[What you should do]:
Using the forum thread below, state whether each of the following statements agrees with it, answering yes or no and quoting the deciding words exactly: 1. The buddy's grandfather used to get three shells a day. 2. The post by Souhternhunter17 is dated Jul 15, 2010. 3. Sam H says the choice depends on wind and distance.

[Provided text]:
Twenty five ought six said:


> What, you don't have any power lines where you live?
> 
> If they bunch up, sometimes 12 shells is enough.



You know I forgot about that method! Been a long time since I've even considered it!

My buddy's grand daddy used to get 3 shells a day to kill nirds with sometimes he'd kill 25-30 a day with them 3 bullets!
I asked him how in the world, they don't bunch up like starlings?
He said he plows a furrow in a field and fills the furrow with cracked corn, chicken feed whatever he could find and could get dinner from that row at least 3 times a week, by laying down and waiting for 'em!!


----------



## Souhternhunter17 (Jul 14, 2010)

atleast 5. takes abt a box to knock off the rust!


----------



## Sam H (Jul 15, 2010)

Three/four boxes and pray for I got it that day....Ic/m....7.5/8....depending on wind/distance


----------



## Lane Morrell (Jul 15, 2010)

Muygrande said:


> You know I forgot about that method! Been a long time since I've even considered it!
> 
> My buddy's grand daddy used to get 3 shells a day to kill nirds with sometimes he'd kill 25-30 a day with them 3 bullets!
> I asked him how in the world, they don't bunch up like starlings?

[Material]:
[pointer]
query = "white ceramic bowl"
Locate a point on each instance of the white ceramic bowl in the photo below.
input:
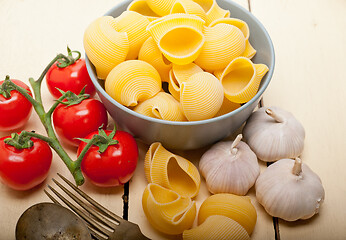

[Exercise result]:
1. Yes: "My buddy's grand daddy used to get 3 shells a day"
2. No: "Souhternhunter17 (Jul 14, 2010)"
3. Yes: "depending on wind/distance"